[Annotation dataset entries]
**********

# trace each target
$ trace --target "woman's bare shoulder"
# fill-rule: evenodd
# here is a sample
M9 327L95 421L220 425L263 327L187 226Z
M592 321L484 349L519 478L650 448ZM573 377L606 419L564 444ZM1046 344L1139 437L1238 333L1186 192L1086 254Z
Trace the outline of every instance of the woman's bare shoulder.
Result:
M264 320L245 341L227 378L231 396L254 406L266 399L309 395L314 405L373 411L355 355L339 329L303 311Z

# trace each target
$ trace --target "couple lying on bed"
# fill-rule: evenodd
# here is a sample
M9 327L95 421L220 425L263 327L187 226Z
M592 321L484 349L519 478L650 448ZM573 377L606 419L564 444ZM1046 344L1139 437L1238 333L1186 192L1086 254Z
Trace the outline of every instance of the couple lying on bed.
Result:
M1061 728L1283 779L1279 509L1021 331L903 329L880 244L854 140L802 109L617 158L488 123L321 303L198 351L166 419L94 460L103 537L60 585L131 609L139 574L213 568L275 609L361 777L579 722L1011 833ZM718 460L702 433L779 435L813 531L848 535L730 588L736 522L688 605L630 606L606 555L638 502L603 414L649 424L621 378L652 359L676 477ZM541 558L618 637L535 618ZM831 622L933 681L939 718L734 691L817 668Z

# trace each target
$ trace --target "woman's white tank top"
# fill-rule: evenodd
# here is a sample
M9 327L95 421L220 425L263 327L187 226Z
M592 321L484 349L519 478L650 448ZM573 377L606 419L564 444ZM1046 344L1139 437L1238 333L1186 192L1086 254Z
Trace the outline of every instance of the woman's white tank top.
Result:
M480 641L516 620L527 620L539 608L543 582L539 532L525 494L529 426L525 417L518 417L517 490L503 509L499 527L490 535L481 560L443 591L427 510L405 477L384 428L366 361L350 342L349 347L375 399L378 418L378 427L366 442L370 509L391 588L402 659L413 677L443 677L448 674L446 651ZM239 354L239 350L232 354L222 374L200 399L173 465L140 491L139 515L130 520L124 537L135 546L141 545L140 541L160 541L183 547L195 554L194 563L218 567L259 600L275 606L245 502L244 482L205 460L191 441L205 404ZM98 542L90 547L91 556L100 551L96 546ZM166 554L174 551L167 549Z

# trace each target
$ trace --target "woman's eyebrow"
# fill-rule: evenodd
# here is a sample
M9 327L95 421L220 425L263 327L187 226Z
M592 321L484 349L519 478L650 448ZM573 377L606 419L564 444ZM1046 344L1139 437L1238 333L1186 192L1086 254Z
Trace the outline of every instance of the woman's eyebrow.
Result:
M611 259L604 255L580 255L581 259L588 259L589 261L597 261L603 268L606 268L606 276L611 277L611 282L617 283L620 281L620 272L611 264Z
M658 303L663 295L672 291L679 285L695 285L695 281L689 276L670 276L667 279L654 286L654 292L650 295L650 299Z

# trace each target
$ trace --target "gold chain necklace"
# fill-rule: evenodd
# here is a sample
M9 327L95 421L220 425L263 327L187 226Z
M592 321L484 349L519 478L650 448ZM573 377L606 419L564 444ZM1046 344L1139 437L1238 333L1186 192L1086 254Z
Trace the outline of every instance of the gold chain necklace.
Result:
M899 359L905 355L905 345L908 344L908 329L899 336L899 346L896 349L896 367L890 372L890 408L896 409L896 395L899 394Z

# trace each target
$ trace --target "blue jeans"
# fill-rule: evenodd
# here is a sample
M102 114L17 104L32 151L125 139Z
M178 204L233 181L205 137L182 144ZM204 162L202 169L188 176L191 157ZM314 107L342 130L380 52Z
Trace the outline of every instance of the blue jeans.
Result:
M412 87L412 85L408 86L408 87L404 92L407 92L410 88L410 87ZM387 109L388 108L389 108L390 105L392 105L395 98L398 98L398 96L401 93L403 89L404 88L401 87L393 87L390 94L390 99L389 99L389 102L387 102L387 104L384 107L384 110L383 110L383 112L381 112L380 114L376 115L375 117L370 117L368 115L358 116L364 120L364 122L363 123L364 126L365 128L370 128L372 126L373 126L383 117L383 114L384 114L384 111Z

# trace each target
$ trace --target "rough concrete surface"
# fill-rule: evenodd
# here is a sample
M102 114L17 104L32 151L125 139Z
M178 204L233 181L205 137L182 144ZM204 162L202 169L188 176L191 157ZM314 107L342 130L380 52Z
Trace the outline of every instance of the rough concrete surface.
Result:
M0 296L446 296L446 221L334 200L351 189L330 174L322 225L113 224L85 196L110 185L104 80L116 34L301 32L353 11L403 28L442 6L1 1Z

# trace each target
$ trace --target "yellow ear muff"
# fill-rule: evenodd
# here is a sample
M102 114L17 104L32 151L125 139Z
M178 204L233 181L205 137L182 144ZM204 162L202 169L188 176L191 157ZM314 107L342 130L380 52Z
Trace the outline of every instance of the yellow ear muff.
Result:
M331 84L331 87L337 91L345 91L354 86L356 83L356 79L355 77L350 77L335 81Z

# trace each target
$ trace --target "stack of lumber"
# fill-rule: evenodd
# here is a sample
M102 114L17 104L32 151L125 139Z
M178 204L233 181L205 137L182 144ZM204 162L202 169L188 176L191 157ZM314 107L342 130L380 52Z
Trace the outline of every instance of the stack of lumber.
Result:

**********

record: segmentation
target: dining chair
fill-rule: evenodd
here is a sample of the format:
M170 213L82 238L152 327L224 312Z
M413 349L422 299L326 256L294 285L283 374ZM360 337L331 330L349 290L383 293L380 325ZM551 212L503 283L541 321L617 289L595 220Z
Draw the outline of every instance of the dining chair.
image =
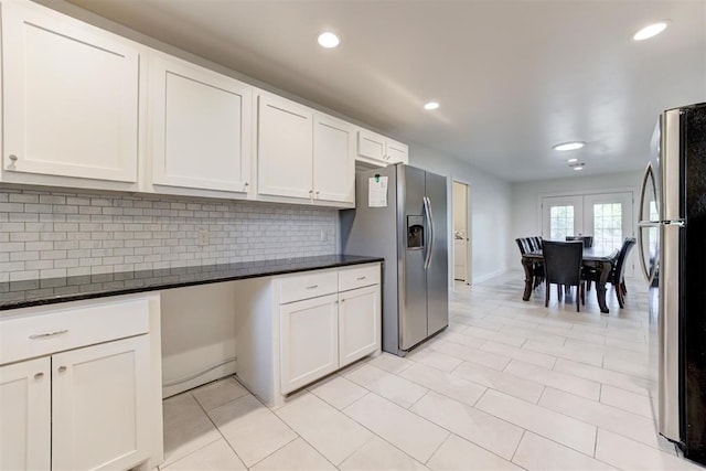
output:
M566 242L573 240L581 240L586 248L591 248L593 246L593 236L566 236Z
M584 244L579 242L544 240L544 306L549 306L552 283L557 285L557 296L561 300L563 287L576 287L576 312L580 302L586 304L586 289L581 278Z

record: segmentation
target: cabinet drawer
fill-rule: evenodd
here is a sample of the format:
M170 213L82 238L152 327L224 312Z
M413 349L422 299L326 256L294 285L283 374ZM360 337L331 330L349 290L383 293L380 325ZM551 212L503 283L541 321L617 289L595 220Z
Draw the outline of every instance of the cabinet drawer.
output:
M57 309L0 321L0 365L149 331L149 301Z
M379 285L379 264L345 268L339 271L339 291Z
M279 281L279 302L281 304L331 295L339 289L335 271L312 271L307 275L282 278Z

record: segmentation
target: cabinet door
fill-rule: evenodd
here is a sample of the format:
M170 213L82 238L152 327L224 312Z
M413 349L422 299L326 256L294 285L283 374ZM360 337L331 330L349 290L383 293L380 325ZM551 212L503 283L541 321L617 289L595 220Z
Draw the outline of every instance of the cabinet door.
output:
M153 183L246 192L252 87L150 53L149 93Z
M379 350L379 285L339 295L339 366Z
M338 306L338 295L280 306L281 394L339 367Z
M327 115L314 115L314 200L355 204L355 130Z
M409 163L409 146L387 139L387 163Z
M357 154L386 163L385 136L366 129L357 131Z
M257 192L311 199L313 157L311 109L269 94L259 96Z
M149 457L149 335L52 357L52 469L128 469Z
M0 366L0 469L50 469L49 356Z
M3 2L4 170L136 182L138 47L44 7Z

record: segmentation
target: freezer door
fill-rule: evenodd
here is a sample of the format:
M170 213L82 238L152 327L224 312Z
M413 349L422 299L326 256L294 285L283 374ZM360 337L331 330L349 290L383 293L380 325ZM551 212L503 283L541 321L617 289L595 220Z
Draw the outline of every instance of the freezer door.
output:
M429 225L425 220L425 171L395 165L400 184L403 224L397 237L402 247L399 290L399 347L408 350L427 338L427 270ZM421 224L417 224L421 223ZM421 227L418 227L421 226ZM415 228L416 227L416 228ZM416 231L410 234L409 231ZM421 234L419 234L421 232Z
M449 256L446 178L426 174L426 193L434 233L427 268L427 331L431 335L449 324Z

**********

WRITTEN EXERCISE: List each line above that contains the string "lumber".

SOLUTION:
$ trace --target "stack of lumber"
Trace the outline of every instance of the stack of lumber.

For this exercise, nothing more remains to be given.